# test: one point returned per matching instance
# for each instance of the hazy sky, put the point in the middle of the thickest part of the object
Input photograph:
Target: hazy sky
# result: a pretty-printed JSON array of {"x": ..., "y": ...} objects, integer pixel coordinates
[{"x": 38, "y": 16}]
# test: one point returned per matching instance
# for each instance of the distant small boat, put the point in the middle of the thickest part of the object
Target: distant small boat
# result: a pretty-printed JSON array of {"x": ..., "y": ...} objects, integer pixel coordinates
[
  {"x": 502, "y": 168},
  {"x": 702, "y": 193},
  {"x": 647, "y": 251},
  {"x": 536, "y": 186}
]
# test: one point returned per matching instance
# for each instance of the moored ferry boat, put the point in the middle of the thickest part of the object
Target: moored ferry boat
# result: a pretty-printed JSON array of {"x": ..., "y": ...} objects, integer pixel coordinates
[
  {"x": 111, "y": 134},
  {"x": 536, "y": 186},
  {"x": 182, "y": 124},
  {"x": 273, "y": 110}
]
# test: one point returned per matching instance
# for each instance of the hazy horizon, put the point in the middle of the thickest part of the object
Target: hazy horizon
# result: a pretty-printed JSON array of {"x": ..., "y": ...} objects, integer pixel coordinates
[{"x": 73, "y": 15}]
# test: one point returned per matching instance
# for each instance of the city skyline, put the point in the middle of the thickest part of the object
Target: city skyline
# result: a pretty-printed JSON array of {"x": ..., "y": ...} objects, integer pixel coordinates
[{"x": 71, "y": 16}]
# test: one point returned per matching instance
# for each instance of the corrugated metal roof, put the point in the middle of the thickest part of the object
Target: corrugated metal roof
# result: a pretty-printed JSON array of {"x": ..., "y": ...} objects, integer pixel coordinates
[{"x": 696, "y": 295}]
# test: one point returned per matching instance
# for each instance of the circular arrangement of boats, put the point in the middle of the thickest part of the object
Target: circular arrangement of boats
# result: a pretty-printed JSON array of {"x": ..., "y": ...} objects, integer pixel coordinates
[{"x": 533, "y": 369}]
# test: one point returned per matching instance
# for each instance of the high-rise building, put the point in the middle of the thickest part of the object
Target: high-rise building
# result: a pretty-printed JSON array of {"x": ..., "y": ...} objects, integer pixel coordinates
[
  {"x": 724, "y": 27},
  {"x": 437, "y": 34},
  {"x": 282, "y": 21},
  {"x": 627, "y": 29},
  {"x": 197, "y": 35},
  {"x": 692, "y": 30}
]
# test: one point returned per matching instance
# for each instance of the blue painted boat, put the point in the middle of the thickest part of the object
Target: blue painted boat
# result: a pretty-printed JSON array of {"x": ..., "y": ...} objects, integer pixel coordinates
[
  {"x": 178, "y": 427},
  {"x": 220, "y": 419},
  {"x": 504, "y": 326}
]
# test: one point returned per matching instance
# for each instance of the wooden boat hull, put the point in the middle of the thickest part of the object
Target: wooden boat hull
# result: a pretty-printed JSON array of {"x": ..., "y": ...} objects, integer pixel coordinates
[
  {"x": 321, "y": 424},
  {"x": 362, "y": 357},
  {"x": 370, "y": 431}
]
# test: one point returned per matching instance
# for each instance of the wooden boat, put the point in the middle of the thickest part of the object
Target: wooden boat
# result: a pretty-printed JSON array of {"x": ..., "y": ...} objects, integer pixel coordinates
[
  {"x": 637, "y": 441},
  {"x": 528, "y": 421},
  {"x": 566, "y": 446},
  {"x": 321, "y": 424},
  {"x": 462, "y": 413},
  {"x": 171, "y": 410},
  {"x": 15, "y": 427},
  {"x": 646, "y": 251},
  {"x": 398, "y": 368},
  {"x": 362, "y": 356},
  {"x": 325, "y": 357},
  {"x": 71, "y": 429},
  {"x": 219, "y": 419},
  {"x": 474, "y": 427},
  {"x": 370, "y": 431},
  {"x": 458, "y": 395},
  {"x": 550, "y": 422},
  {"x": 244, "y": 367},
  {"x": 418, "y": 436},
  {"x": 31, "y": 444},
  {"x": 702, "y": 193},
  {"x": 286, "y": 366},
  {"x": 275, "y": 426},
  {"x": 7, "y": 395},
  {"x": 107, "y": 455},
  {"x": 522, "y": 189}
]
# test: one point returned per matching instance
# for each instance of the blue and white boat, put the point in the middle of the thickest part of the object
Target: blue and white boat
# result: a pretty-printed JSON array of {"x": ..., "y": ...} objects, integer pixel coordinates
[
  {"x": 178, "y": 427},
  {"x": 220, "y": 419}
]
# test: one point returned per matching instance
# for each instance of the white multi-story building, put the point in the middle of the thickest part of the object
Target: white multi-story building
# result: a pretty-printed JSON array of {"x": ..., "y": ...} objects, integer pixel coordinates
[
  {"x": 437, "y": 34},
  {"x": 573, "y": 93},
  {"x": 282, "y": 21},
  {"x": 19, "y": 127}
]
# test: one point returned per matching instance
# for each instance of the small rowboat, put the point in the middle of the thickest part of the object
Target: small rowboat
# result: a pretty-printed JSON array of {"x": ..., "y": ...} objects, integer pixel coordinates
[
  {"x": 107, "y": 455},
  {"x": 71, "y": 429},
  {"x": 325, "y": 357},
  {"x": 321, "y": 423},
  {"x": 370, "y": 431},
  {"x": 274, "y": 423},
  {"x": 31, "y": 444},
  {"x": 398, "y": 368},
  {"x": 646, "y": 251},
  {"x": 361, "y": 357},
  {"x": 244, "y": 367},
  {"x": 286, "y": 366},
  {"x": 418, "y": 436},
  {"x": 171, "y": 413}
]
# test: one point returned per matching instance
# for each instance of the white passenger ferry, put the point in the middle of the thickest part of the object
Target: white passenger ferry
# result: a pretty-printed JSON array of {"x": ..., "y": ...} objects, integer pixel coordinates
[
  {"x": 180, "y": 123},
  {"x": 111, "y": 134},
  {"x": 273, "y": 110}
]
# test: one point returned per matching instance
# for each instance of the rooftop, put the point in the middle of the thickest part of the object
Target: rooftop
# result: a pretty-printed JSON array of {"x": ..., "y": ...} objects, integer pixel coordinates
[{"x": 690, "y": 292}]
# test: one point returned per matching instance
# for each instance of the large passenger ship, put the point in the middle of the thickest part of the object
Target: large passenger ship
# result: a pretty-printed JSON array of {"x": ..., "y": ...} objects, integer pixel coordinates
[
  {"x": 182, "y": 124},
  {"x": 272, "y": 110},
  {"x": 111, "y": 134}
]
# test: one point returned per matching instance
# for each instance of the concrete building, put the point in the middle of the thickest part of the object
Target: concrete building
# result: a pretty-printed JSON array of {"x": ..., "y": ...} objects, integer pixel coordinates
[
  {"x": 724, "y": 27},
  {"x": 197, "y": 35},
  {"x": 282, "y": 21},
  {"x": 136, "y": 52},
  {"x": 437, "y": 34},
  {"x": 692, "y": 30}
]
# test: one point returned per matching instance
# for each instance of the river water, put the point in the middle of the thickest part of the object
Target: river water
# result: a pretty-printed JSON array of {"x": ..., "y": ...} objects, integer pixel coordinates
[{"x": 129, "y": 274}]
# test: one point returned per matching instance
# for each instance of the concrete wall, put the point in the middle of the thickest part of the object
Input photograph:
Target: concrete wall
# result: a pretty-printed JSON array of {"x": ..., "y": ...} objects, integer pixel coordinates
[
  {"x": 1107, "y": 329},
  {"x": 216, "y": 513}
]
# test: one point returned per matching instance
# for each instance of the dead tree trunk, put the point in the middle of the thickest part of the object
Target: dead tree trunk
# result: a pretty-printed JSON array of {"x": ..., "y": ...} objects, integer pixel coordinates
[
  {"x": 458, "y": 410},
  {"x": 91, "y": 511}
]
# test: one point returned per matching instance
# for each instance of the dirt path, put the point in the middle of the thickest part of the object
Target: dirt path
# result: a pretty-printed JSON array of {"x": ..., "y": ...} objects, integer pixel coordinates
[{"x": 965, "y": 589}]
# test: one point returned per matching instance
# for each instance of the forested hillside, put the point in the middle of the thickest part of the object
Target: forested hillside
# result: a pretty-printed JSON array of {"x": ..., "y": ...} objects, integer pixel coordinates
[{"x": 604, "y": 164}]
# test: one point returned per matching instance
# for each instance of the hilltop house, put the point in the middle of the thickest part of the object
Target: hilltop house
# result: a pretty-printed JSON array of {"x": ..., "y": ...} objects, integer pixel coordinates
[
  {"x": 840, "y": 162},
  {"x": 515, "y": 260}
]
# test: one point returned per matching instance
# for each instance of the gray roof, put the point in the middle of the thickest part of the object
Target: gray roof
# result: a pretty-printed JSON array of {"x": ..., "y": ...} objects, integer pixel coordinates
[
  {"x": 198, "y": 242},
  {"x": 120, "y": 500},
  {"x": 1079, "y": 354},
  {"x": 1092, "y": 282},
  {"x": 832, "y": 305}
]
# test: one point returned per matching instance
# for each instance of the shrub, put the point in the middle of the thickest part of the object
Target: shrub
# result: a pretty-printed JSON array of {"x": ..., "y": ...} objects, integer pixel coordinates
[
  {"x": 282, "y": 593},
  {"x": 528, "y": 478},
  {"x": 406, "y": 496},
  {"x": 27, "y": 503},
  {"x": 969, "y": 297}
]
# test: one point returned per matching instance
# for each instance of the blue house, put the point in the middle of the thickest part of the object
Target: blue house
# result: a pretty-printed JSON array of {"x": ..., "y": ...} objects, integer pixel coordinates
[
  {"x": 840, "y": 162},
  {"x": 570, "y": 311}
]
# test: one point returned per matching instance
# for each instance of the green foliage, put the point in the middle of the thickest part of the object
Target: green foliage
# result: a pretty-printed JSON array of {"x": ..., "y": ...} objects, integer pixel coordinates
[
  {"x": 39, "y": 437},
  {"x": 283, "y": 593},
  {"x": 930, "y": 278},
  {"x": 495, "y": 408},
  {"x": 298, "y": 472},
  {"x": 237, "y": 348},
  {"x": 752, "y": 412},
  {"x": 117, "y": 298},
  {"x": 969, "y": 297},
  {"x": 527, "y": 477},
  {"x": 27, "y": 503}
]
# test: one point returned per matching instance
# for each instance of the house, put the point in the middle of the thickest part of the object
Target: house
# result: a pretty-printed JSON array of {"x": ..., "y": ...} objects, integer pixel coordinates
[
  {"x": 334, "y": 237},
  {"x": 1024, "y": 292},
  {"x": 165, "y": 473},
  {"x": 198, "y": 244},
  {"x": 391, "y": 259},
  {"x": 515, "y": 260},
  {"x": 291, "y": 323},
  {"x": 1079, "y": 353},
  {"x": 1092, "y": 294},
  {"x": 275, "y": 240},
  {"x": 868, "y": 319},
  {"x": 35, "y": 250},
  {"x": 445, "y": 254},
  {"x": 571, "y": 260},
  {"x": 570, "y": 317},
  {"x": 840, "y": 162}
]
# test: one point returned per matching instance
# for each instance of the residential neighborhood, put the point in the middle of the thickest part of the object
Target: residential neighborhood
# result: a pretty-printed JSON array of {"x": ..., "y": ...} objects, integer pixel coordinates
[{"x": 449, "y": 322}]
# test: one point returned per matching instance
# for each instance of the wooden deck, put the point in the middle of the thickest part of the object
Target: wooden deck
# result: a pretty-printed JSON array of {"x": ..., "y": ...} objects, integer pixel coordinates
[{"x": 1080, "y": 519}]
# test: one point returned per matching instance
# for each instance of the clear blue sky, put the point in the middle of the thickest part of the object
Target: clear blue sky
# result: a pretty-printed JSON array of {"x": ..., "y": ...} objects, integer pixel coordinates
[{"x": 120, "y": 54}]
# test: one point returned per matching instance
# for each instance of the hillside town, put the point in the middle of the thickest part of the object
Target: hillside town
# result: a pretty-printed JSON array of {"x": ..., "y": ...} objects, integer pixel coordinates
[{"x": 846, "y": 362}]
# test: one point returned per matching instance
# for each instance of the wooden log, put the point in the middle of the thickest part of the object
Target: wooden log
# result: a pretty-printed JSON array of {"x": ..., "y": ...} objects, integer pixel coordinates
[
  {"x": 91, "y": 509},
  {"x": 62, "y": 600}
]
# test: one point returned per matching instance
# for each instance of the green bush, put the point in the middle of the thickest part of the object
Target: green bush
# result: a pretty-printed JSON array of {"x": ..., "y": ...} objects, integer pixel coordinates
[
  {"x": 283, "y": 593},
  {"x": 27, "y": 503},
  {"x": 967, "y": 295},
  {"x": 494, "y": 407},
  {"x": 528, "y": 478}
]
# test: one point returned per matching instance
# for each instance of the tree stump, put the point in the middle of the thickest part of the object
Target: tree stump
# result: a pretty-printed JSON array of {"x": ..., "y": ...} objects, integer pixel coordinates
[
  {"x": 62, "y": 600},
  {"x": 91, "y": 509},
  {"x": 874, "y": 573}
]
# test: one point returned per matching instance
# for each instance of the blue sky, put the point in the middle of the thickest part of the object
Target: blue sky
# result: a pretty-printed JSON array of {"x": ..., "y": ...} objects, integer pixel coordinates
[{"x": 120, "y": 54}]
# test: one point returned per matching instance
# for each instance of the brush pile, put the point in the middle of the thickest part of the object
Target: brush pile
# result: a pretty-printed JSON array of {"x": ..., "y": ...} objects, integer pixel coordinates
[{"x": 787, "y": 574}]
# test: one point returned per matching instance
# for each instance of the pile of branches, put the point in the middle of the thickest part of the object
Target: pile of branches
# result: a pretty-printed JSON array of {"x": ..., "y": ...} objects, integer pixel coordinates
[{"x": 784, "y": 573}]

━━━━━━━━━━━━━━━━

TASK:
Gather every line of the entries above that contains the word "skyline" and copy each one out.

ANSWER TO THIS EXERCISE:
# for each instance of the city skyline, put the point in the middle of the thickest part of the object
Target: city skyline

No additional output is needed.